• [Questions on the material]
A - In the simulation results, what median RMSE did RCS-3 reach with non-monotonic deviations at a sample size of 17,000?
B - Continue the simulation results text from its final sentence.

Increasing the sample size to 17,000 favored RCS-3 the most (Fig. 2). The difference in performance with the linear interaction approach was more limited in settings with a constant treatment effect (median RMSE: linear interaction 0.007; RCS-3 0.009) and with a true linear interaction (median RMSE: linear interaction 0.008; RCS-3 0.009) and more emphasized in settings with strong quadratic deviations (median RMSE: linear interaction 0.013; RCS-3 0.011) and non-monotonic deviations (median RMSE: linear interaction 0.014; RCS-3 0.010). Due to the large sample size, the RMSE of the adaptive approach was even more similar to the best-performing method, and the constant relative treatment effect model was less often wrongly selected (Supplement, Figure S4).

Fig. 2
figure 2

RMSE of the considered methods across 500 replications calculated in simulated samples of size 17,000 rather than 4,250 in Fig. 1. RMSE was calculated on a super-population of size 500,000

Similarly, when we increased the c-statistic of the true prediction model to 0.85 (OR = 0.8 and N = 4,250), RCS-3 had the lowest RMSE in the case of strong quadratic or non-monotonic deviations and very comparable performance to the – optimal – linear interaction model in the case of strong linear deviations (median RMSE of 0.016 for RCS-3 compared to 0.014 for the linear interaction model; Fig. 3). Similar to the base case scenario the adaptive approach wrongly selected the constant treatment effect model (23% and 25% of the replications in the strong linear and non-monotonic deviation scenarios without treatment-related harms, respectively), leading to increased variability of the RMSE (Supplement, Figure S5).

Fig. 3
figure 3

RMSE of the considered methods across 500 replications calculated in simulated samples 4,250. True prediction c-statistic of 0.85. RMSE was calculated on a super-population of size 500,000

With a true constant relative treatment effect, discrimination for benefit was only slightly lower for the linear interaction model, but substantially lower for the non-linear RCS approaches (Fig. 4; panel A). With strong linear or quadratic deviations from a constant relative treatment effect, all methods discriminated quite similarly (Fig. 4 panels B-C). With non-monotonic deviations, the constant effect model had much lower discriminative ability compared to all other methods (median c-for-benefit of 0.500 for the constant effects model, 0.528 for the linear interaction model and 0.530 Fig. 4; panel D). The adaptive approach was unstable in terms of discrimination for benefit, especially with treatment-related harms. With increasing number of RCS knots, we observed decreasing median values and increasing variability of the c-for-benefit in all scenarios. When we increased the sample size to 17,000 we observed similar trends, however the performance of all methods was more stable (Supplement, Figure S6). Finally, when we increased the true prediction c-statistic to 0.85 the adaptive approach was, again, more conservative, especially with non-monotonic deviations and null or moderate treatment-related harms (Supplement, Figure S7).

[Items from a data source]

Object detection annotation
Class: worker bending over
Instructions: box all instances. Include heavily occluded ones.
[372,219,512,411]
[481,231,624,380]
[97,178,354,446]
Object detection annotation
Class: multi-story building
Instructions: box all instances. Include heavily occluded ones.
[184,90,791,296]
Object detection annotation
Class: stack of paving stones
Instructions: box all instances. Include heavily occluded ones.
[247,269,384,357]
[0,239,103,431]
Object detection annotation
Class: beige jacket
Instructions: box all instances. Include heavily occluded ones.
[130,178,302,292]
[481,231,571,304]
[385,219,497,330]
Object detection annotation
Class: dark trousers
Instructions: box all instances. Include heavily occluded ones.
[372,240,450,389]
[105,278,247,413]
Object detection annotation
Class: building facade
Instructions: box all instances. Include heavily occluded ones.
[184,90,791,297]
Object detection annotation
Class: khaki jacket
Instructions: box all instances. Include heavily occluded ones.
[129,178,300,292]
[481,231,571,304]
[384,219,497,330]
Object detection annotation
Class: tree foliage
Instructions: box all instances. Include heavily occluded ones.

• [Exercise results]
A - 0.010

B -
Fig. 4
figure 4

Discrimination for benefit of the considered methods across 500 replications calculated in simulated samples of size 4,250 using the c-statistic for benefit. The c-statistic for benefit represents the probability that from two randomly chosen matched patient pairs with unequal observed benefit, the pair with greater observed benefit also has a higher predicted benefit. True prediction c-statistic of 0.75

In terms of calibration for benefit, the constant effects model outperformed all other models in the scenario with true constant treatment effects, but was miscalibrated for all deviation scenarios (Fig. 5). The linear interaction model showed best or close to best calibration across all scenarios and was only outperformed by RCS-3 in the case of non-monotonic deviations and treatment-related harms (Fig. 5 panel D). The adaptive approach was worse calibrated under strong linear and non-monotonic deviations compared to the linear interaction model and RCS-3. When we increased the sample size to 17,000 (Supplement, Figure S8) or the true prediction c-statistic to 0.85 (Supplement, Figure S9), RCS-3 was somewhat better calibrated than the linear interaction model with strong quadratic deviations.

Fig. 5
figure 5

Calibration for benefit of the considered methods across 500 replications calculated in a simulated sample of size 500,000. True prediction c-statistic of 0.75 and sample size of 4,250

Our main conclusions remained unchanged in the sensitivity analyses where correlations between baseline characteristics were introduced (Supplement, Figures S16, S17, and S18).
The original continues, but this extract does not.